>>>>
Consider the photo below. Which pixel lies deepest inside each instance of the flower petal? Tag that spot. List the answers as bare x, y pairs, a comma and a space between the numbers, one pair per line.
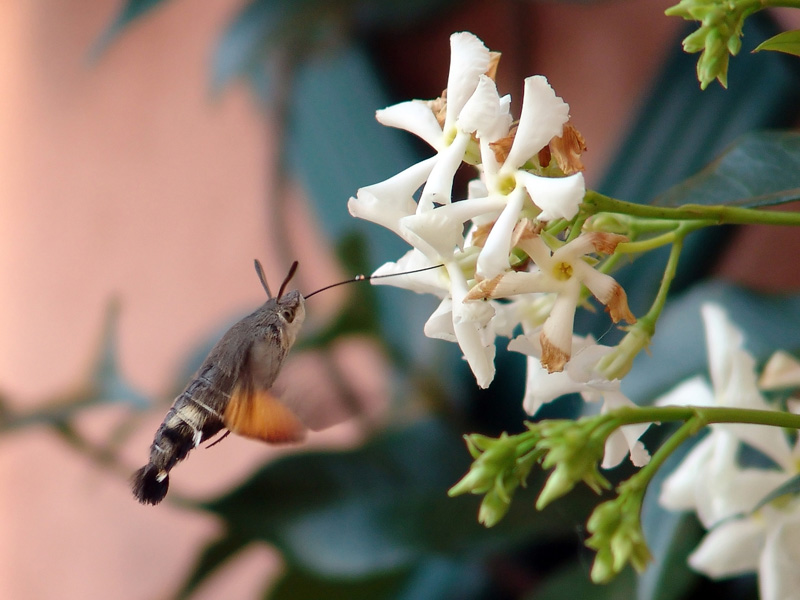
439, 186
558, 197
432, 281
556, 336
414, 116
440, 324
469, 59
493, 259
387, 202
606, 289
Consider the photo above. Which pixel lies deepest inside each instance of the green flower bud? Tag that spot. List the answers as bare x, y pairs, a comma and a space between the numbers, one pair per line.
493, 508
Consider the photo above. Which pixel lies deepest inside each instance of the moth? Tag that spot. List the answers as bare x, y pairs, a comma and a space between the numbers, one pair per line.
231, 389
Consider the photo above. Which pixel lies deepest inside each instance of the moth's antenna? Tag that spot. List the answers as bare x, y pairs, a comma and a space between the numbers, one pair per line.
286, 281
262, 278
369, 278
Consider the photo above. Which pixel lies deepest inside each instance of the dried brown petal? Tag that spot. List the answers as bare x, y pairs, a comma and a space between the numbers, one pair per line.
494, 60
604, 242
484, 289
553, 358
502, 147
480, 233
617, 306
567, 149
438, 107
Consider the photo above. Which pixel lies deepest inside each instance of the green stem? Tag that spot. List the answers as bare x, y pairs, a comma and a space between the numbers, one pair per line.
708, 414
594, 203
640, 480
<<<<
What the exercise asks:
The expected result is every record above, word for word, with no pictures in it.

Task answer:
Consider the photo below. Which pixel lies deepest inside each instance of the flower petal? Tag that spot. List the answers as bare x, y pairs, a comma and a space between the numbers, one pair per line.
439, 186
558, 197
432, 281
556, 336
414, 116
440, 324
469, 59
493, 259
387, 202
606, 289
Consider the photo above. Which pixel lies deepest inside each instance of the green flower bud? Tag that spot. List the answers as bare x, y pairs, a comma and a space between the numbers, one pair per line.
493, 508
Consider the photo above. Which pixel lies deepest inside each instance of the moth? Tag that spot. List the answers as bare x, y pairs, a comma and a space between the numbers, one pair per line.
231, 389
Consider the photo above. Which pixel lies deepest inside each instance of the moth's antenna? Tag that spot. List the answers as bare x, y pairs, a comma and a space between the numbers, one pair per line.
286, 281
262, 278
369, 278
Consider the photo above. Which pixel lies deepest inside each instance of the dried brown petal? Tag that spot. List the answers as bare x, y pairs, a comma and a space between the numbers, one pair per line.
494, 60
604, 242
484, 289
553, 358
502, 147
480, 233
617, 306
567, 149
438, 107
Consider the photo above. Which pixel lies deepest inside each instance of the green stem? Tag that spot. List the answers as bare x, y pairs, a comma and a space between the numbers, one pair per line.
708, 414
594, 203
640, 480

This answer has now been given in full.